Please print the data that follows, keeping every line exact.

> **Given data**
↓

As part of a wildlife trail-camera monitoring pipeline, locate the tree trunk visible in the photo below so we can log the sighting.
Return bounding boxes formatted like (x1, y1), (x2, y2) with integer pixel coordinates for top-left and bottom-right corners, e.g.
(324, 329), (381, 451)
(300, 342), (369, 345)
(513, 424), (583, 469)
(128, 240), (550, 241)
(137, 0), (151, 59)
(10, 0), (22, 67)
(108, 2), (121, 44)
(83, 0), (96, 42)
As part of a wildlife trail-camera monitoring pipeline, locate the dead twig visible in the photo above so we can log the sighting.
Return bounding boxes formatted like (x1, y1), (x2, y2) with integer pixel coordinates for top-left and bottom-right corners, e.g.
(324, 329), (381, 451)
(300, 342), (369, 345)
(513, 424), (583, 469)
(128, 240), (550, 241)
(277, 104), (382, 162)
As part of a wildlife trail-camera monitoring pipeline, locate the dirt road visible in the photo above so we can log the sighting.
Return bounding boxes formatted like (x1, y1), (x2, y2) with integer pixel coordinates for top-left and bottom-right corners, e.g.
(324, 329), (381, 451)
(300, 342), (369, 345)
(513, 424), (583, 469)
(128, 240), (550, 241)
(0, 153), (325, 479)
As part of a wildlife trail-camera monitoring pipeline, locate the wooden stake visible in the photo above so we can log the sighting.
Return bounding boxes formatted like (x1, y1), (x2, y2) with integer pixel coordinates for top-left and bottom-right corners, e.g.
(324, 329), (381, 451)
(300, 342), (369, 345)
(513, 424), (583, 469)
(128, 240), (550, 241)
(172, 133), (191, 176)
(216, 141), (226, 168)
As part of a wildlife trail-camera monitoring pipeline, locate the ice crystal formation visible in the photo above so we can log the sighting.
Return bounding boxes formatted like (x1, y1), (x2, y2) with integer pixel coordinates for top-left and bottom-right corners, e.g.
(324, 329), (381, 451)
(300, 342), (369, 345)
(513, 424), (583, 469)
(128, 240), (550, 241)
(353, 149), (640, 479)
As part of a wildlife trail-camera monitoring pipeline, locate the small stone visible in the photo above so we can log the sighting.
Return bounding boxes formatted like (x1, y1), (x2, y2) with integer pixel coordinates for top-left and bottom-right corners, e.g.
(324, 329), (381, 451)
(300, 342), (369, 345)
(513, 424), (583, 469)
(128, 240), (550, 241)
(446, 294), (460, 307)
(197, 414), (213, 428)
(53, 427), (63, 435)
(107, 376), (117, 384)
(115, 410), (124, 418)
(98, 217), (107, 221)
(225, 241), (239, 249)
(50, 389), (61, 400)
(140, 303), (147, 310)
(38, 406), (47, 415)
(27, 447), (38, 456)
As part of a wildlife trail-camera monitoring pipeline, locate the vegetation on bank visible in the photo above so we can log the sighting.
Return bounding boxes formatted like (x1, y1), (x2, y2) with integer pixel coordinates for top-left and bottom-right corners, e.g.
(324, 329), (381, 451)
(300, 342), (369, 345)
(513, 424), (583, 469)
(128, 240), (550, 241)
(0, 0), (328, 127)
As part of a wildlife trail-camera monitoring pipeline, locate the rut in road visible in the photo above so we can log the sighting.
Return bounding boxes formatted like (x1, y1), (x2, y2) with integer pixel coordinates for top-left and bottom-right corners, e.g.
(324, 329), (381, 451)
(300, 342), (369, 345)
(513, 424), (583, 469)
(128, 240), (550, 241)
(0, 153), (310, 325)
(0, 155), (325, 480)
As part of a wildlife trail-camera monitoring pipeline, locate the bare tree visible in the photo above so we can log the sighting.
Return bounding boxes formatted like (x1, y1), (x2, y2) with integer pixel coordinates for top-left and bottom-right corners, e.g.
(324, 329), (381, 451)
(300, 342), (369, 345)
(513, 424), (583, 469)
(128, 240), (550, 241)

↑

> **Output for this exercise**
As part of a wildlife trail-camera monitoring pipeline, locate the tree trunk visible in the photo below so we can log the sighting.
Return bounding boxes formatted like (x1, y1), (x2, y2) with integer pixel coordinates for top-left and bottom-right corners, e.g.
(324, 329), (381, 451)
(300, 342), (369, 345)
(513, 424), (583, 469)
(128, 240), (550, 241)
(137, 0), (151, 59)
(10, 0), (22, 67)
(108, 2), (121, 44)
(83, 0), (96, 42)
As part of a wildlife trail-camera monitoring pipeline, locate the dead twig visible in the photo above so we can log the sighting.
Return bounding boxes formatted like (x1, y1), (x2, y2) with integer pixel coordinates for top-left and bottom-right corners, e.g.
(324, 329), (381, 451)
(300, 342), (369, 345)
(513, 424), (583, 469)
(128, 240), (550, 241)
(277, 104), (382, 162)
As part of a wildlife trail-camera monitoring pipeline, locate the dirt road visible in the photo above so we can log the sighting.
Return bounding boxes formatted like (x1, y1), (x2, y2) with integer pixel coordinates for top-left and bottom-right corners, e.g.
(324, 329), (381, 451)
(300, 342), (369, 345)
(513, 424), (583, 469)
(128, 240), (550, 241)
(0, 153), (325, 479)
As part of a wildlife trail-camera monitoring pipeline, locate the wooden stake visible in the photo above so we can log the sighting.
Return bounding boxes formatted like (x1, y1), (x2, y2) with integer pixel coordinates for top-left and bottom-right corners, e.g.
(324, 329), (381, 451)
(300, 342), (369, 345)
(513, 424), (583, 469)
(128, 240), (550, 241)
(172, 133), (191, 176)
(216, 141), (226, 168)
As part of a wildlife trail-camera monitoring pipeline, locate the ice crystal formation visible in the photo above so we can log the sighting.
Return bounding boxes formatted like (x1, y1), (x2, y2) with integer pixel coordinates for top-left and bottom-right corners, e.g.
(324, 329), (381, 451)
(300, 342), (369, 345)
(513, 424), (583, 469)
(128, 240), (550, 241)
(353, 149), (640, 479)
As part of a wildlife trail-camera monitoring pipeline, locate the small stone visible in the photo above so we can log the sighting.
Return bounding boxes formatted like (x1, y1), (x2, y2) with integer pixel coordinates for top-left and bottom-right corners, e.g.
(324, 329), (381, 451)
(300, 342), (369, 345)
(513, 424), (583, 469)
(128, 240), (550, 241)
(446, 294), (460, 307)
(197, 414), (213, 428)
(53, 427), (63, 435)
(107, 376), (117, 384)
(115, 410), (124, 418)
(98, 217), (107, 221)
(225, 241), (239, 249)
(50, 389), (61, 400)
(140, 303), (147, 310)
(38, 406), (47, 415)
(27, 447), (38, 456)
As part of a wildlife trail-camera monitoring pipeline, locate the vegetation on bank visible in the photo above so we can log the sighting.
Return bounding boxes formatted like (x1, y1), (x2, y2) with integer pixel coordinates for top-left and bottom-right corners, e.g.
(324, 329), (381, 451)
(300, 342), (369, 345)
(513, 424), (583, 469)
(128, 240), (550, 241)
(0, 0), (328, 127)
As part of a wildlife trail-camera monitoring pipeline, locate the rut in road visible in the photo above so we can log the sighting.
Return bounding boxes formatted like (x1, y1), (x2, y2) with integer pixel coordinates for top-left and bottom-right corners, e.g.
(324, 329), (381, 451)
(300, 342), (369, 345)
(513, 424), (583, 469)
(128, 240), (550, 241)
(0, 153), (310, 325)
(0, 155), (325, 480)
As part of a wildlife trail-camera monitoring pipeline, locate the bare tree visible in the photo above so we can log the sighting.
Return bounding boxes formatted like (x1, y1), (x2, y2) with integer pixel coordinates for top-left and bottom-right corners, e.g.
(324, 329), (381, 451)
(300, 342), (369, 345)
(513, 424), (583, 469)
(128, 240), (550, 241)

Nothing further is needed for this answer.